* [Supplied material]:
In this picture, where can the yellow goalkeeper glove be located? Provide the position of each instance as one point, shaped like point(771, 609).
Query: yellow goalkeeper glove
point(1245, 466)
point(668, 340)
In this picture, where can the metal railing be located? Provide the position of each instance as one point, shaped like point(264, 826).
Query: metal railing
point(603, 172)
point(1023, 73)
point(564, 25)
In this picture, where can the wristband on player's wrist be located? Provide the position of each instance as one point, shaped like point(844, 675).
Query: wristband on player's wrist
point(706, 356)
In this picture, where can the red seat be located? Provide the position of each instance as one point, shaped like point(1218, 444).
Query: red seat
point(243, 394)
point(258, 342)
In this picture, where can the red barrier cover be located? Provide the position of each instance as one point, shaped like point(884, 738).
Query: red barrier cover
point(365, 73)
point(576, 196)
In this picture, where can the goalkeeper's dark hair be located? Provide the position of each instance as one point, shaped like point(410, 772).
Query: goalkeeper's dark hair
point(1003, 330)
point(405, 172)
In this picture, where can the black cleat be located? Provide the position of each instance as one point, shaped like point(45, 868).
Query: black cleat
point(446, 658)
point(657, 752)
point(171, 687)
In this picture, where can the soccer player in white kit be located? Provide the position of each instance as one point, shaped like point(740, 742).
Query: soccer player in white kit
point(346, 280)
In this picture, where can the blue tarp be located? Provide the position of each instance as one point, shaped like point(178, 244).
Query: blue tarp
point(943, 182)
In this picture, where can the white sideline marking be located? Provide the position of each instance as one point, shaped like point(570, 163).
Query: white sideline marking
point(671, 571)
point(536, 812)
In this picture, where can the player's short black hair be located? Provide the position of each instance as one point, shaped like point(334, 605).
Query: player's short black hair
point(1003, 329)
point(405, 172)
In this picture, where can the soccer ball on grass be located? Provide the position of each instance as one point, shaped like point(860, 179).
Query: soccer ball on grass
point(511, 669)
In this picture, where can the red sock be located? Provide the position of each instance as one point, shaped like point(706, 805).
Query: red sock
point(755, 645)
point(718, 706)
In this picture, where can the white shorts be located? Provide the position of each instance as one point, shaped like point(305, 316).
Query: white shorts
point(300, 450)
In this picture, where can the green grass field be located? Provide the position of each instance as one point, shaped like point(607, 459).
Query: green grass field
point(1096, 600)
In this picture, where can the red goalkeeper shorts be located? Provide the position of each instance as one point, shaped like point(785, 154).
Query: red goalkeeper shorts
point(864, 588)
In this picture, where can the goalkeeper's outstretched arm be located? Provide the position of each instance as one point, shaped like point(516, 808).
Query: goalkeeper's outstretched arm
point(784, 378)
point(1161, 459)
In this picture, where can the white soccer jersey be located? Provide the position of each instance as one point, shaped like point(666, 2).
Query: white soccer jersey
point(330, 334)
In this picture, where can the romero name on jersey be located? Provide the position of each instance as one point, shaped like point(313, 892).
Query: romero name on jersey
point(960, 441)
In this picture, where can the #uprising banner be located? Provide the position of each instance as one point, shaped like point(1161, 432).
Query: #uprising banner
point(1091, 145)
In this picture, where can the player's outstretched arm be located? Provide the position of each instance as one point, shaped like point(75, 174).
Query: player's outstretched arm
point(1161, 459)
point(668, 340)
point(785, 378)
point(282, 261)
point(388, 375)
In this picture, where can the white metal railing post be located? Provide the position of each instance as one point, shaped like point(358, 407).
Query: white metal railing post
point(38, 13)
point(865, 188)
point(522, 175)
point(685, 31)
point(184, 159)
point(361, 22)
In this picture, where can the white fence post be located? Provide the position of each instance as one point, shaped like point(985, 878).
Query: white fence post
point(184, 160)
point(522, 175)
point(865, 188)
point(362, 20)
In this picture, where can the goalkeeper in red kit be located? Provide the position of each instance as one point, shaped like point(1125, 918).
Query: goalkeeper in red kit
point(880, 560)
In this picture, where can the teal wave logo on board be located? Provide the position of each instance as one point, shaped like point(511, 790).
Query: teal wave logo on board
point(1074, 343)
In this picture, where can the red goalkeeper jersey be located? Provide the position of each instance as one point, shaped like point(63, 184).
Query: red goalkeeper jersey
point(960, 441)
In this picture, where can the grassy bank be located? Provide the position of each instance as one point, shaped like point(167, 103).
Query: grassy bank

* [What to do]:
Give every line of the records above as a JSON list of strings, one string per line, with blank lines left out.

* [Completed task]:
[
  "In this picture, where can the yellow goalkeeper glove be located? Provide the position of each instance as one point, shaped like point(771, 609).",
  "Query: yellow goalkeeper glove",
  "point(1245, 466)",
  "point(668, 340)",
  "In this picture, where can the metal railing be located? Provide the position of each instance as one point, shaped like point(264, 826).",
  "Query: metal railing",
  "point(603, 172)",
  "point(1023, 73)",
  "point(564, 25)",
  "In this picture, where can the wristband on player's wrist be located? Provide the position of each instance as one point, shaped like point(844, 675).",
  "Query: wristband on player's wrist",
  "point(706, 356)",
  "In this picture, where can the red seat be located? Provide the position of each instance as one point, shaped like point(1218, 444).",
  "Query: red seat",
  "point(243, 394)",
  "point(258, 342)",
  "In this picture, where can the red barrier cover be located? Provide the position of each instance as one point, shaped like point(884, 738).",
  "Query: red barrier cover",
  "point(365, 73)",
  "point(576, 196)",
  "In this picture, where can the goalkeeper's dark hair be located? Provide the position of each instance as one point, shaped like point(410, 772).",
  "Query: goalkeeper's dark hair",
  "point(1003, 330)",
  "point(405, 172)",
  "In this picture, where can the black cleat be located? Provide the position of each instance as one point, shaped like point(45, 868).",
  "Query: black cleat",
  "point(446, 658)",
  "point(657, 752)",
  "point(171, 687)",
  "In this picture, where can the soccer player in white kit be located? Provide the position of each instance as one point, shaped like point(740, 742).",
  "Query: soccer player in white kit",
  "point(346, 280)",
  "In this picture, where can the blue tarp be located? Provide the position of each instance as one point, shaped like point(178, 244).",
  "Query: blue tarp",
  "point(943, 182)",
  "In this picture, where can the white sideline marking be located? Provide the position of each instance as one point, shaped like point(570, 163).",
  "Query: white sideline marking",
  "point(671, 571)",
  "point(536, 812)",
  "In this picture, where can the player's short black hair be located? Provide the position of each instance as one point, shaped like point(334, 605).",
  "Query: player's short black hair",
  "point(1003, 329)",
  "point(405, 172)",
  "In this picture, where can the soccer ball on grass be located? Provide the position of each instance as one point, shaped like point(860, 179).",
  "Query: soccer ball on grass",
  "point(511, 669)",
  "In this picture, where can the red sock be located? Provide the position of each instance as one point, shaped like point(706, 805).",
  "Query: red sock",
  "point(755, 645)",
  "point(718, 706)",
  "In this picture, where can the white shorts be located? Provide the position of each instance as one point, shaped like point(305, 316).",
  "Query: white shorts",
  "point(300, 450)",
  "In this picture, where can the green grass field be located? Provide the position of each instance as one point, shaped like point(607, 459).",
  "Query: green grass field",
  "point(1096, 600)",
  "In this picture, where can the red goalkeeper shorts be located? Provide the position of each instance as one point, shaped like point(785, 154).",
  "Query: red goalkeeper shorts",
  "point(864, 588)",
  "In this picture, where can the goalkeeper's outstretched arm be located? Provide the position of each instance as one point, shaped like point(516, 808).",
  "Query: goalkeeper's outstretched arm",
  "point(784, 378)",
  "point(1161, 459)",
  "In this picture, where can the white soccer jersey be located? Provide the position of each instance as one point, shaped like point(666, 2).",
  "Query: white soccer jersey",
  "point(330, 334)",
  "In this picture, where can the romero name on jersey be located? Provide the position of each instance as one point, shaped like point(313, 892).",
  "Query: romero name on jersey",
  "point(960, 441)",
  "In this picture, where can the #uprising banner be located? Provide the position of each instance as one point, shaped like point(1161, 432).",
  "Query: #uprising banner",
  "point(1091, 145)",
  "In this picture, where can the player's outstretched arm be located? Provide the position of each instance as one point, shaped like point(75, 174).",
  "Query: player's outstretched arm",
  "point(1161, 459)",
  "point(668, 340)",
  "point(785, 378)",
  "point(282, 261)",
  "point(388, 375)",
  "In this picture, where can the white metal railing post be located? Provide the position of each instance as one point, shaped like point(358, 407).",
  "Query: white metal railing post",
  "point(38, 13)",
  "point(865, 188)",
  "point(522, 175)",
  "point(685, 31)",
  "point(184, 159)",
  "point(361, 22)",
  "In this picture, where can the white fence post be located? Provide the position of each instance as one point, shaped like point(985, 878).",
  "Query: white fence post",
  "point(184, 160)",
  "point(522, 175)",
  "point(865, 188)",
  "point(362, 20)",
  "In this picture, where can the goalkeeper in red kit be located? Provide the position of each instance as one point, shaped like point(1125, 918).",
  "Query: goalkeeper in red kit",
  "point(880, 560)",
  "In this picture, where can the teal wave logo on board be located? Provide the position of each instance as one point, shaped like point(511, 790).",
  "Query: teal wave logo on board",
  "point(1074, 343)",
  "In this picture, where can the red goalkeeper jersey be located? Provide the position of each instance as one point, shaped like point(63, 184).",
  "Query: red goalkeeper jersey",
  "point(960, 441)",
  "In this picture, where can the grassy bank be located? Provide the position of each instance as one point, shaped like point(167, 103).",
  "Query: grassy bank"
]